(TEXT SEGMENT)

20th Anniversary Article: End outdated spousal EAD process to show the U.S. means business05 August 2021
In this 20th anniversary year for Permits Foundation, current and founding Directors Helen Frew and Katy van der Wilk-Carlton take the long view on the issue of dependent employment authorization in the US and how making work access incident to status, in line with globally established practice, would help to address backlogs, delays and potential talent loss.
On July 13th, the House Judiciary Committee held a Hearing “How Outdated U.S. Immigration Policies Push Top Talent to Other Countries” addressing the inflexibilities in the current system, persistent backlogs and projected skills gaps. Given the complexities around immigration reform in the U.S., it might seem that there are no simple solutions – but maybe there are.
Numerous international studies have found that a key factor affecting the success of a global assignment is concern about career of the accompanying partner. This issue was recognized two decades ago when in 2002, President Bush signed into law two bills to provide work authorization for accompanying spouses of intra-company transferees and treaty traders and investors (L and E visas). It was a common sense policy to attract needed skills and talent to the U.S. economy, recognizing genuine needs of international families, and the bill quickly got cross-party support in both houses of Congress. When the bill was adopted, the U.S. was one of a handful of countries in the vanguard of a trend to allow spouses to work. Twenty years later, it has fallen seriously behind other countries responding to this issue in the competition for talent.
Over thirty countries worldwide now allow the recognized family members of intra-company transferees and other categories of highly skilled employees to work. And they almost all administer this directly, incident to the visa status, without requiring a separate application process. Family members (spouses, partners and working age children) of permitted categories of skilled mobile employees can look for work as soon as they have completed their arrival or residence formalities. In most countries, they are issued with a plastic card which shows their visa status, employment permission and end date.
However, unlike a host of global competitors, the U.S. process for eligible dependents to receive work authorization is far from straightforward. After arrival, L or E spouses wishing to work face the additional thorny step of having to apply for an employment authorization document (EAD).The procedure which was meant to be predictable looks very different now. Applicants who navigate the 7-page form and 31 pages of accompanying instruction face waiting times that have increased significantly in recent years. Currently, it is taking up to 13 months for an initial EAD to be issued. In many cases, the procedure also ensnares those simply needing an extension. Some spouses have lost their jobs waiting. This is not the welcome mat that it was intended to be. Things are getting worse under the added weight of the pandemic. Dual careers couples want to know pre-move that they can both access work, and employing companies are calling for assurance and certainty.

(End TEXT SEGMENT)
(INFORMATION)

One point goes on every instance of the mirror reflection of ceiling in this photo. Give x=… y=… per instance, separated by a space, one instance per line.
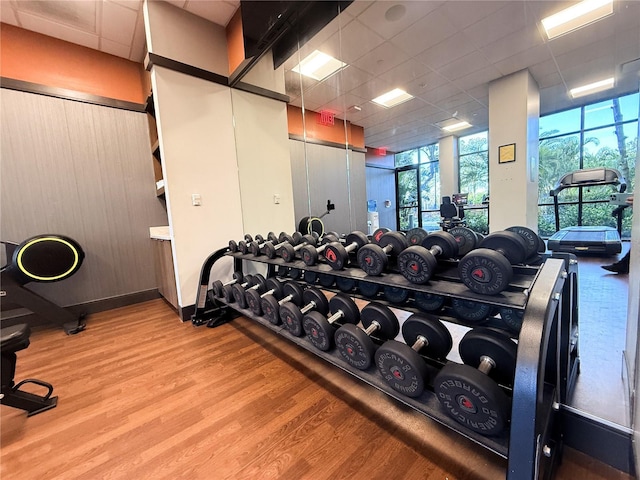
x=445 y=54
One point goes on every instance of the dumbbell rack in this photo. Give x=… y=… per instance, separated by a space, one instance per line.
x=547 y=361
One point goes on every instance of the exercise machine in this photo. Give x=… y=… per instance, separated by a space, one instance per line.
x=45 y=259
x=601 y=240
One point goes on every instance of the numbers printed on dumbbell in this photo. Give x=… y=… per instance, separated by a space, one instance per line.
x=337 y=255
x=401 y=364
x=292 y=315
x=239 y=290
x=373 y=258
x=417 y=263
x=311 y=253
x=470 y=393
x=288 y=251
x=487 y=269
x=355 y=344
x=271 y=305
x=254 y=297
x=256 y=247
x=320 y=330
x=218 y=287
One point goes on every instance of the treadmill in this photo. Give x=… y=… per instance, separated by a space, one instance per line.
x=599 y=240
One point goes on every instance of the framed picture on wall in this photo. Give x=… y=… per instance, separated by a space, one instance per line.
x=507 y=153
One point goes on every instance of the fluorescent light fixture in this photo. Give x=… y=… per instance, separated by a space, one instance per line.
x=454 y=127
x=576 y=16
x=318 y=65
x=592 y=88
x=392 y=98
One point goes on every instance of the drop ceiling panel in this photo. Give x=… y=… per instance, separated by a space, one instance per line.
x=426 y=32
x=56 y=30
x=118 y=24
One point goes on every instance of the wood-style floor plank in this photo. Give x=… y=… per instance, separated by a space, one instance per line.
x=142 y=395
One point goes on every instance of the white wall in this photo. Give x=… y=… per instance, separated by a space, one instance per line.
x=262 y=146
x=195 y=130
x=179 y=35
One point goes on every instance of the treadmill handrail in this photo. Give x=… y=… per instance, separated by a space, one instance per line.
x=590 y=178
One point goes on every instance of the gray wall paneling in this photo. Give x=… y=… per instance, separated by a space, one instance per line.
x=326 y=179
x=84 y=171
x=381 y=186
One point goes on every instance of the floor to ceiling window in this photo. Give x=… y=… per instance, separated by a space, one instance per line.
x=474 y=179
x=603 y=134
x=418 y=187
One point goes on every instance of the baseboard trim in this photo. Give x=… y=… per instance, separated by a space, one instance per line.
x=86 y=308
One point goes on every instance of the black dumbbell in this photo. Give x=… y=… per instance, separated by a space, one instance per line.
x=471 y=311
x=240 y=291
x=288 y=251
x=253 y=297
x=227 y=290
x=373 y=259
x=429 y=302
x=401 y=364
x=355 y=344
x=337 y=255
x=487 y=269
x=416 y=235
x=271 y=249
x=270 y=305
x=310 y=253
x=470 y=393
x=256 y=247
x=291 y=315
x=417 y=263
x=466 y=239
x=233 y=245
x=320 y=330
x=218 y=287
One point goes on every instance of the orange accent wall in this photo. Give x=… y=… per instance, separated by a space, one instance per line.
x=44 y=60
x=329 y=133
x=235 y=41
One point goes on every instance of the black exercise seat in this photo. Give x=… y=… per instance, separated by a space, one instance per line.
x=12 y=340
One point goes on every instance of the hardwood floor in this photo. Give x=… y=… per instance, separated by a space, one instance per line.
x=144 y=396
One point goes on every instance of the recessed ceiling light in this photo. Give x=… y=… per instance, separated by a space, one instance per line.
x=318 y=65
x=576 y=16
x=392 y=98
x=454 y=127
x=592 y=88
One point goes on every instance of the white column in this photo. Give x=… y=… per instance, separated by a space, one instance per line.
x=514 y=110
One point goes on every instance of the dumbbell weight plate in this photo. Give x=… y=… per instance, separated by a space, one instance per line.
x=271 y=307
x=470 y=311
x=466 y=239
x=417 y=264
x=291 y=316
x=377 y=234
x=326 y=280
x=415 y=236
x=368 y=289
x=485 y=271
x=472 y=398
x=345 y=284
x=355 y=346
x=395 y=294
x=319 y=331
x=493 y=343
x=529 y=236
x=429 y=302
x=512 y=318
x=373 y=260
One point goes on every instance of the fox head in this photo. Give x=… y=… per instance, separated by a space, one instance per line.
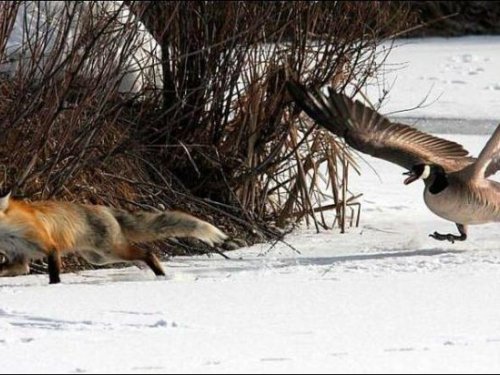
x=13 y=245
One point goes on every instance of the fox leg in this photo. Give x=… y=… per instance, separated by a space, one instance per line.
x=132 y=254
x=54 y=261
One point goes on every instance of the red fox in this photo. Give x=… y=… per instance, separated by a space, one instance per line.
x=100 y=234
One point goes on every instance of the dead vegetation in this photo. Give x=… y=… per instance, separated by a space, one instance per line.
x=196 y=119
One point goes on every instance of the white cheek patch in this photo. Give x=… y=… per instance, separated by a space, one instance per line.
x=426 y=173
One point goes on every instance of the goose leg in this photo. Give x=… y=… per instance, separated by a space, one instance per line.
x=451 y=237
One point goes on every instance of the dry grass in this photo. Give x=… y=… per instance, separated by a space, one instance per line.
x=218 y=137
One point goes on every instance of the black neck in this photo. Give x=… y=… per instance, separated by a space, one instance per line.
x=439 y=183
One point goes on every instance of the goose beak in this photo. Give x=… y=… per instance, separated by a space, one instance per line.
x=411 y=177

(End INFORMATION)

* **INSTRUCTIONS FOR THE TASK**
Please write the next few paragraphs of the article on U.S. work authorization for accompanying spouses, picking up right after its last sentence.

* **RESULT OF THE TASK**
If this seems like a head scratcher, it needn’t be. The law already specifies that L and E spouses shall be authorized to engage in employment and provided with an ”employment authorized” endorsement or other work permit. Yet this could be easily achieved via the regular visa and arrival procedures and security checks which also verify that the person is the spouse of an eligible L or E visa holder. It brings the added benefit of avoiding duplication and with minimal cost as most families apply together and arrive at the same time. The admission document (I-94) issued by the DHS Customs and Border staff could be stamped with the spouse visa category and ”employment authorized”. And as this article by Angelo Paparelli Partner in Seyfarth Shaw LLP shows, the transition could be quickly managed via a USCIS policy memorandum and later by updating the regulation.
Looking ahead, once a new procedure is successfully embedded for L and E spouses, consideration could be given to adopting a similar approach for other categories and recognized family members. The regulation change would be minimal and employers could check endorsements though the E-Verify system.
Around the world, countries are continually streamlining their processes in recognition of the demographic challenges they are about to face and in appreciation of the modern workforce and the importance of employment to family integration, health and wellbeing. We have an opportunity for the U.S. to do the same. The solution is ready and can be activated easily. Allow L or E visa holders to file together with their dependents as a family, grant decisions at the same time and confirm employment authorisation incident to their status via a stamp on the passport or admission document, linked to the duration of the principal applicant’s visa. What a huge signal it would give to companies and other countries that the U.S. means business.
In this 20th anniversary year for Permits Foundation, this article is written by current Director Helen Frew and founding Director Katy van der Wilk-Carlton. With thanks to Greg Siskind.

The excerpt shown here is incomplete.